Referring expression pointing data:
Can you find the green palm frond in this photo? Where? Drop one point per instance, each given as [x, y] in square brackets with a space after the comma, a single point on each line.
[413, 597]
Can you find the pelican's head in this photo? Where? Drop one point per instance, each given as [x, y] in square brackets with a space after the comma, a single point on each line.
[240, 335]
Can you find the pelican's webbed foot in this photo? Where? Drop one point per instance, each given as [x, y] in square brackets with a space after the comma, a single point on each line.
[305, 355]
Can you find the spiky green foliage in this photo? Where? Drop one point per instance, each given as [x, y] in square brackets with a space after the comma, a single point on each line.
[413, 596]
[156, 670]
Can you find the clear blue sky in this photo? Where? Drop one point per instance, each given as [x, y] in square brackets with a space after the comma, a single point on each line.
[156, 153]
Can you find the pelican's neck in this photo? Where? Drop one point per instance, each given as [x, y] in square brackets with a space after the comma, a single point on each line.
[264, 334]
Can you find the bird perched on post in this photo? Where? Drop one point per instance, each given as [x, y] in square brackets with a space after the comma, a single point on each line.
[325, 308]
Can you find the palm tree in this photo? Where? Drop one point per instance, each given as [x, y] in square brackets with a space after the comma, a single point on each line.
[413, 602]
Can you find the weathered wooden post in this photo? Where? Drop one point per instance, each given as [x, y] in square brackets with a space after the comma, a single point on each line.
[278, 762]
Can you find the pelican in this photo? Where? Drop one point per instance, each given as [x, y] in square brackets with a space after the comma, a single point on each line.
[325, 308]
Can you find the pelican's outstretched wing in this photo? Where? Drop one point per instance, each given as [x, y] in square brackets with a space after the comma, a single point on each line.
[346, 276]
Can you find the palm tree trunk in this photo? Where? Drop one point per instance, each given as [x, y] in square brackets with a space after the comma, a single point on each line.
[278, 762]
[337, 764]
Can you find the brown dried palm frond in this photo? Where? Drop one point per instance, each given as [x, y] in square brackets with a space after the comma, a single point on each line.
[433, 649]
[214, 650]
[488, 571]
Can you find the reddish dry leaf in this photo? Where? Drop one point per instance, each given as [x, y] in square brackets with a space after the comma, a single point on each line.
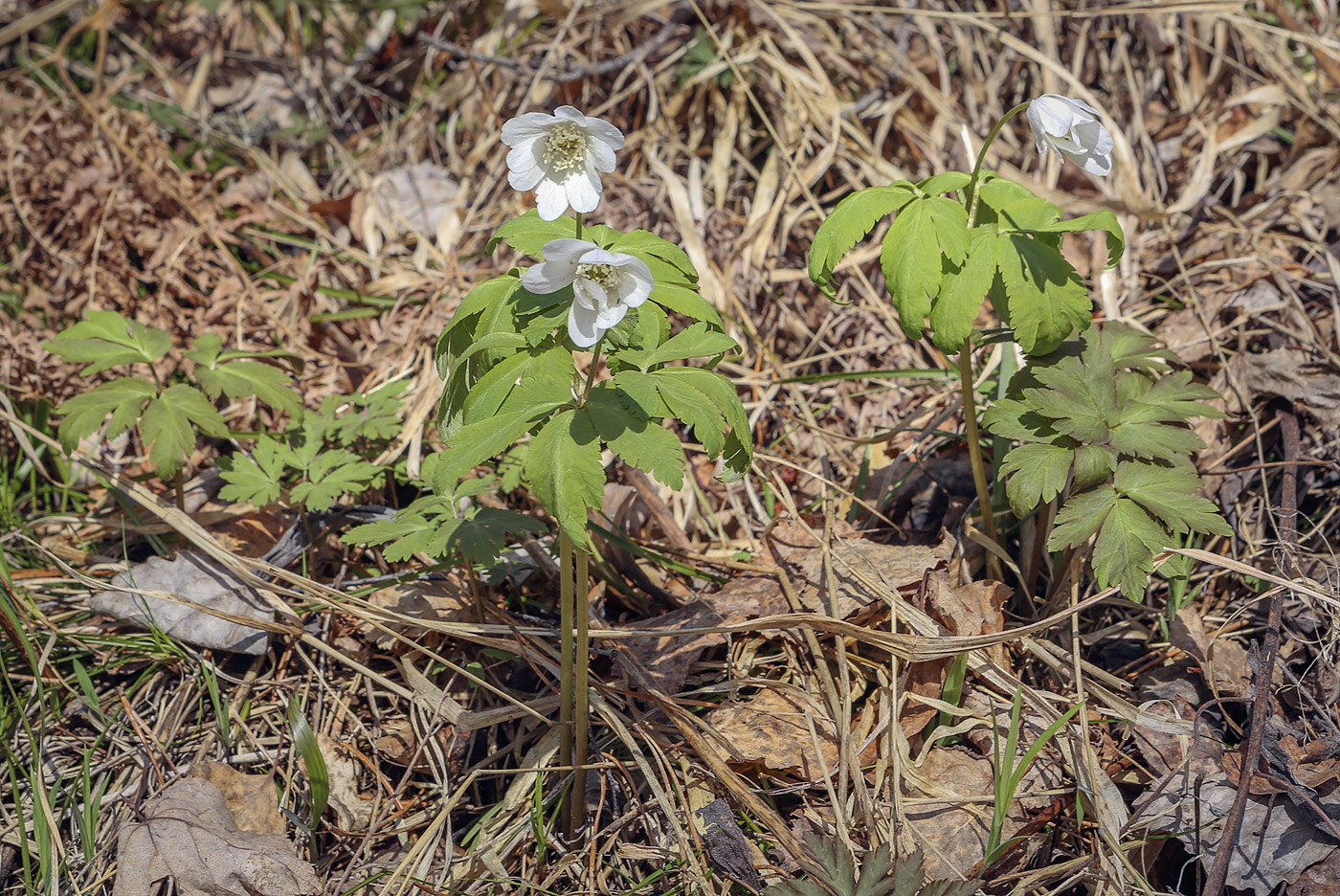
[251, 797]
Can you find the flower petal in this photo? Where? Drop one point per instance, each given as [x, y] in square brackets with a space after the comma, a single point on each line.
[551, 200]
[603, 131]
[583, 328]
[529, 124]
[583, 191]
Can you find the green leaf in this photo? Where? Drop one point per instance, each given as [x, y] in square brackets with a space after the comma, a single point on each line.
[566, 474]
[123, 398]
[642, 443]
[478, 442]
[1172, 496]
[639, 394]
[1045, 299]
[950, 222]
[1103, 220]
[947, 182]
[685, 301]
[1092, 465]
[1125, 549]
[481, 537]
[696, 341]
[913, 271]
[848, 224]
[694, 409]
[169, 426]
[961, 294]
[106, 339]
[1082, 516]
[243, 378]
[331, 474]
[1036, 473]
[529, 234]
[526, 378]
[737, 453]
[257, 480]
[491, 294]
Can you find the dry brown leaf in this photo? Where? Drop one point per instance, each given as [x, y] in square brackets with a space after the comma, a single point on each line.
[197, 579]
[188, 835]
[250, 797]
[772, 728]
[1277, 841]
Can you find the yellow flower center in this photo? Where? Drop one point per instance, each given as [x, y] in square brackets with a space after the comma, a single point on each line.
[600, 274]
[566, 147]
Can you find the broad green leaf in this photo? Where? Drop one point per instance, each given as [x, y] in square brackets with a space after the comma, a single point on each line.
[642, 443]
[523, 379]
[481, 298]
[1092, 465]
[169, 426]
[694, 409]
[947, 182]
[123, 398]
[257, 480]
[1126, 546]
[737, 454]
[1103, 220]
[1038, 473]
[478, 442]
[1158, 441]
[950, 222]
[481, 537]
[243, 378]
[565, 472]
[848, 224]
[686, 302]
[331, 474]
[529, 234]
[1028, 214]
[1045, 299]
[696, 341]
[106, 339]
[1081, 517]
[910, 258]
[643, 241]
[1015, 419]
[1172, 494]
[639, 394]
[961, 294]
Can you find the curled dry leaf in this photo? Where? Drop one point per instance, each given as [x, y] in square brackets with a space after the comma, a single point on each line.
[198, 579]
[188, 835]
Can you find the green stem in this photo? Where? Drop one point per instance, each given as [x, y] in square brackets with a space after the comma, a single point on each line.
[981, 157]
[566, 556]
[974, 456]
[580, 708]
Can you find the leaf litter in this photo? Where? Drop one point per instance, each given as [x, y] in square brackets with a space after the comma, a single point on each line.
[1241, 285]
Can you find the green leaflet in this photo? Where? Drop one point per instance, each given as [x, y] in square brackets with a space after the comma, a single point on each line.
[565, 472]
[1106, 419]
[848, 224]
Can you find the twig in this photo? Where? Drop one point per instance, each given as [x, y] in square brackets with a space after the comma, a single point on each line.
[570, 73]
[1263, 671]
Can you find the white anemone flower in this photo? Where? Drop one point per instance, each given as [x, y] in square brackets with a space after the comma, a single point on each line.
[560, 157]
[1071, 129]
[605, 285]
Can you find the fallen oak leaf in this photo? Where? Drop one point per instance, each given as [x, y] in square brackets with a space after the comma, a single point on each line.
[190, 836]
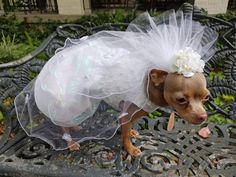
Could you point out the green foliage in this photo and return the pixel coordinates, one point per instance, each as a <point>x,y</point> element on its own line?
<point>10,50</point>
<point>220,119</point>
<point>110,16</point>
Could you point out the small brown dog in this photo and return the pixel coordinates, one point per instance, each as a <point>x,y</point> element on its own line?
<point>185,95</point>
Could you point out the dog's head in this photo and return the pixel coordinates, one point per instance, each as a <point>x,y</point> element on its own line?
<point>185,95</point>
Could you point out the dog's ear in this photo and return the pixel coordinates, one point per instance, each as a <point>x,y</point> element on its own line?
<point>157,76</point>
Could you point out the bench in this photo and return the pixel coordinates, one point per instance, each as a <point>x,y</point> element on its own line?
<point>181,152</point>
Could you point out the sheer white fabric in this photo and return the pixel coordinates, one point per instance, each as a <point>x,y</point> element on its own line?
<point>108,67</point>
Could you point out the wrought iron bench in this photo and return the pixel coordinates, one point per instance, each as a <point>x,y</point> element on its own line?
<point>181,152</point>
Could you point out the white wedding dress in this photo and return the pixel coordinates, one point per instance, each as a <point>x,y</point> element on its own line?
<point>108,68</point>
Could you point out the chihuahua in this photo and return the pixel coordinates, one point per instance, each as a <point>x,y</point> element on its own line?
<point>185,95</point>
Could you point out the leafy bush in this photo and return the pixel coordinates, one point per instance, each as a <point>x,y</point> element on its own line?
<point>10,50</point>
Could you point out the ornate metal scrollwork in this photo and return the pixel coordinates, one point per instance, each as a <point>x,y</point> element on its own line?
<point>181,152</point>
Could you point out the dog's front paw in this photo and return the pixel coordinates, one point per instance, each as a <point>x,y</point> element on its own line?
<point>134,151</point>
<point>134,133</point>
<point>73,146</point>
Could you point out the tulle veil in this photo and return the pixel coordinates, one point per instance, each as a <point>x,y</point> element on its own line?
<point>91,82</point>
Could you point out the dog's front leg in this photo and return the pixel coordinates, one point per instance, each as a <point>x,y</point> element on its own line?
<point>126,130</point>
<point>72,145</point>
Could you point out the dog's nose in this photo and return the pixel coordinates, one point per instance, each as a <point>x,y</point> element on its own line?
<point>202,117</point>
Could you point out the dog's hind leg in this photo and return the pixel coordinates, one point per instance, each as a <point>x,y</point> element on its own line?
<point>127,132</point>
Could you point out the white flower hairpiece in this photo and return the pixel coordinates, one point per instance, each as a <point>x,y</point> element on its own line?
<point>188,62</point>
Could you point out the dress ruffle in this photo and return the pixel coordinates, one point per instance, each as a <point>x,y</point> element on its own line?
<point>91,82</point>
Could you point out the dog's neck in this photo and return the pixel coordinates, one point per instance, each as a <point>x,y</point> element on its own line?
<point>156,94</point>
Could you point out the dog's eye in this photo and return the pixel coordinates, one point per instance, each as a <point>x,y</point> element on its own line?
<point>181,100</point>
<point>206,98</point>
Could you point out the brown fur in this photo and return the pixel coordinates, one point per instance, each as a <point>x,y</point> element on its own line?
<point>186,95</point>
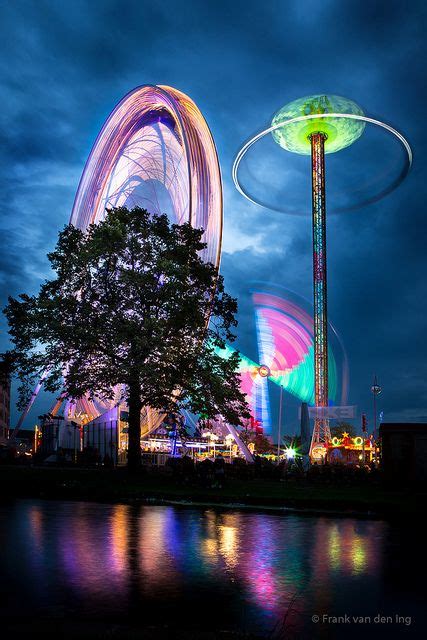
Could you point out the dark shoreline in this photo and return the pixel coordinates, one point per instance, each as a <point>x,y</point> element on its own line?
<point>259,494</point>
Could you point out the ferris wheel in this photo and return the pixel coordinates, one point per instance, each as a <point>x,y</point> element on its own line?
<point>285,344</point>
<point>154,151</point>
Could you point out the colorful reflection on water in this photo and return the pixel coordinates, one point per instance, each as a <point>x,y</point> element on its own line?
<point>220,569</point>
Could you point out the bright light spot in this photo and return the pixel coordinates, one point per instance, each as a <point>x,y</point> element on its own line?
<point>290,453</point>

Action item =
Every line from the one containing "Could you point out the bright" through the last line of the entries must be written out verbatim, and no other line.

Task answer =
Could you point out the bright light spot in this photo and return the pixel coordinates, one point per instance, each as a <point>x,y</point> element on its own line?
<point>290,453</point>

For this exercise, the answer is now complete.